# EXERCISE TASK
Pull out every line in the items below that contains the string "jacket", and list those lines in order.
-- start RECORDS FOR THE EXERCISE --
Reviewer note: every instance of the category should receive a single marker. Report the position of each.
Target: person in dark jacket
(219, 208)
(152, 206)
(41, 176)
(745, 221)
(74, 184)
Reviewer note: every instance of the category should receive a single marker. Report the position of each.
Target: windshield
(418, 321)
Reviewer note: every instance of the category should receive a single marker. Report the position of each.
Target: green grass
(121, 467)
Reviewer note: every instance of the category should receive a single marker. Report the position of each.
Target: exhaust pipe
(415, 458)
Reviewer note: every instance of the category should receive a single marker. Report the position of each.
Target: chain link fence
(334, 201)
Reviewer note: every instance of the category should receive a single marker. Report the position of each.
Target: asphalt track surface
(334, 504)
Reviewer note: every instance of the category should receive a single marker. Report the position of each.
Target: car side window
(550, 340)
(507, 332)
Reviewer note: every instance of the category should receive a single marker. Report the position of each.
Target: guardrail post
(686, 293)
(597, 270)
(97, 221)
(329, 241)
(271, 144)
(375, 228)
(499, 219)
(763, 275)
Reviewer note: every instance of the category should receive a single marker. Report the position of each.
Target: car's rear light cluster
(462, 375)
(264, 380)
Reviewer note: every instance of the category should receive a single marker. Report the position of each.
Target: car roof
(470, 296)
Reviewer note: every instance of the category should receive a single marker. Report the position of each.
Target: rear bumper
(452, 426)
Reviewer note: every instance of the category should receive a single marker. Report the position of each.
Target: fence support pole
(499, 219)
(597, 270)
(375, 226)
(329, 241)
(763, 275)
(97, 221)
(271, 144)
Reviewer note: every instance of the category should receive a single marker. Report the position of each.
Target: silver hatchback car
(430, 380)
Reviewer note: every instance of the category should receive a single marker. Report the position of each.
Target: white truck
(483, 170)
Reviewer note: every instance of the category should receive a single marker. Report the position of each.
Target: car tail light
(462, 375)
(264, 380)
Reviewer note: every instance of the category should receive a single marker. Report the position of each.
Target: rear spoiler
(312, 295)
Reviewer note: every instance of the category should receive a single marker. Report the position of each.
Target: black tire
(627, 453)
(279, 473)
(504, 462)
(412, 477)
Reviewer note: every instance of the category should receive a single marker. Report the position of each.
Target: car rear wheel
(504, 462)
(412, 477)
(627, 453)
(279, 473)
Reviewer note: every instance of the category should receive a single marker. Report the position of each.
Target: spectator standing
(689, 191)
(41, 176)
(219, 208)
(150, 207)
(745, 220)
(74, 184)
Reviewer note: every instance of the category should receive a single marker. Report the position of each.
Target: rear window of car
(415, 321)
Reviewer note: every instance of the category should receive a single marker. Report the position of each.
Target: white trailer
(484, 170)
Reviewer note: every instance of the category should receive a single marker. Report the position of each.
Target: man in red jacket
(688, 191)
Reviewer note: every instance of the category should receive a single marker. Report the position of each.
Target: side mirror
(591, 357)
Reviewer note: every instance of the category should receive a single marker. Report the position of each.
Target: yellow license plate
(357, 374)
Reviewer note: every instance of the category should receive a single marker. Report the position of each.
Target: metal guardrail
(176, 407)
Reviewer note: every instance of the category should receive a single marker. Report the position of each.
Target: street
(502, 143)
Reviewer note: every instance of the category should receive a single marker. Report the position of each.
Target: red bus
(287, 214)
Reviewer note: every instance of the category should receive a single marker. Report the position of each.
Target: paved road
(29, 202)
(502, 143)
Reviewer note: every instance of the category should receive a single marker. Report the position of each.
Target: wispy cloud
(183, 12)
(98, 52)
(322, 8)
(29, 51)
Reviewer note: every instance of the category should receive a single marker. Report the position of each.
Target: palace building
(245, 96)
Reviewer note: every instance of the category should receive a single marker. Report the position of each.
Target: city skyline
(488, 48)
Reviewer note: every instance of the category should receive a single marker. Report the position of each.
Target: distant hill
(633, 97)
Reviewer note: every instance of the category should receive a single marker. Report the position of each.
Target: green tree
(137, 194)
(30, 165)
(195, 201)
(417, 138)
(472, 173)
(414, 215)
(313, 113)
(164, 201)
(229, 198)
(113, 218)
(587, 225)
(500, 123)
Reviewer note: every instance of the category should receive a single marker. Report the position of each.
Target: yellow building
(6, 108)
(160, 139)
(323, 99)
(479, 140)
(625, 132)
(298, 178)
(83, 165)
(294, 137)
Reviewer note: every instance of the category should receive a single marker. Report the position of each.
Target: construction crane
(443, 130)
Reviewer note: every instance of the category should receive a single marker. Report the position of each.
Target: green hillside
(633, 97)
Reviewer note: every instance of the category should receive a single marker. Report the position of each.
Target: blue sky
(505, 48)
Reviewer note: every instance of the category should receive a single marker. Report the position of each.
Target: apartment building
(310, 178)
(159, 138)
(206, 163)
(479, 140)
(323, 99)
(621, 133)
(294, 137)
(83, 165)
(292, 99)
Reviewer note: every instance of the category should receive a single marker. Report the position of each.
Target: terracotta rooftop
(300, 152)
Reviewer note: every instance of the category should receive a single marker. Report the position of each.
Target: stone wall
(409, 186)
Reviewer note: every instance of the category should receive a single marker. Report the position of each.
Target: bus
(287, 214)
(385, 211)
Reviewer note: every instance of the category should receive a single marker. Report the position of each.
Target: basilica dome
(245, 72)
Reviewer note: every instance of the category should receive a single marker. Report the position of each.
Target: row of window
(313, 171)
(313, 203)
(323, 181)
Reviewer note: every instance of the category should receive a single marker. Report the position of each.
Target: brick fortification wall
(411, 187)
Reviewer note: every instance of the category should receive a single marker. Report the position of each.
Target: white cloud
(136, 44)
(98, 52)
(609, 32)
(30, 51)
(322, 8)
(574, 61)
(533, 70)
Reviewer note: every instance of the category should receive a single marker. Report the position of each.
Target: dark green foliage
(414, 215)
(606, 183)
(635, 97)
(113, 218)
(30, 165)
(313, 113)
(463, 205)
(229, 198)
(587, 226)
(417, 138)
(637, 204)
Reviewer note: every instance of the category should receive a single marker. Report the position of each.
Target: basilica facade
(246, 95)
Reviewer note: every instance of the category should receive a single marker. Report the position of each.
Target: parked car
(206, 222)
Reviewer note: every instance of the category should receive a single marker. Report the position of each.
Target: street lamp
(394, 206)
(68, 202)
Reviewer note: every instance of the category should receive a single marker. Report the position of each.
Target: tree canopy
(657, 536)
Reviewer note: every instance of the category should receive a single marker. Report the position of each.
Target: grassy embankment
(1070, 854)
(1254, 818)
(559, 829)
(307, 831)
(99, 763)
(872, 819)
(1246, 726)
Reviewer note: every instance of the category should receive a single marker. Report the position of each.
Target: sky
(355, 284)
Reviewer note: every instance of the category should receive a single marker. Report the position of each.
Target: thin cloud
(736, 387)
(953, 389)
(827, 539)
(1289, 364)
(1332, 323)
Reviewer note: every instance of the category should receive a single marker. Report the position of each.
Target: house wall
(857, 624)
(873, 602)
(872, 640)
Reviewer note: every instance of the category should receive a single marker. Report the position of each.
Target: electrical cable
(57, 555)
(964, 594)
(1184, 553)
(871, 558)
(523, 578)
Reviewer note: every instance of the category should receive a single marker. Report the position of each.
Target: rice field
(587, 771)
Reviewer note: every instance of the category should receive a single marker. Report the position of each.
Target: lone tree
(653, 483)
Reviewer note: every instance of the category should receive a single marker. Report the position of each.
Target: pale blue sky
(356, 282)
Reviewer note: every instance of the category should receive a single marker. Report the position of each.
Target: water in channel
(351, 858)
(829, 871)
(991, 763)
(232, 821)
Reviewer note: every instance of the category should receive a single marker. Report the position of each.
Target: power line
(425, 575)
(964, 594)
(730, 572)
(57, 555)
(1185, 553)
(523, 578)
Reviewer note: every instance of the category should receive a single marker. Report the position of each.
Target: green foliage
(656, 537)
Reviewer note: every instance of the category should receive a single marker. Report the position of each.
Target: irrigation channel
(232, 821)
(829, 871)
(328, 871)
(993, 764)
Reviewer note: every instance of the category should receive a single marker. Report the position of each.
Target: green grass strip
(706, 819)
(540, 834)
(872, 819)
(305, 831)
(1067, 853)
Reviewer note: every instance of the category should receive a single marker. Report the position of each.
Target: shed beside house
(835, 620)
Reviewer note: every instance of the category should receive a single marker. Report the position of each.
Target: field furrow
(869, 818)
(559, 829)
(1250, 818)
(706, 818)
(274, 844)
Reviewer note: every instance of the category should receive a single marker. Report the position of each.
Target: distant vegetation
-- end RECORDS FOR THE EXERCISE --
# WORKED SOLUTION
Target: person in dark jacket
Target: man in red jacket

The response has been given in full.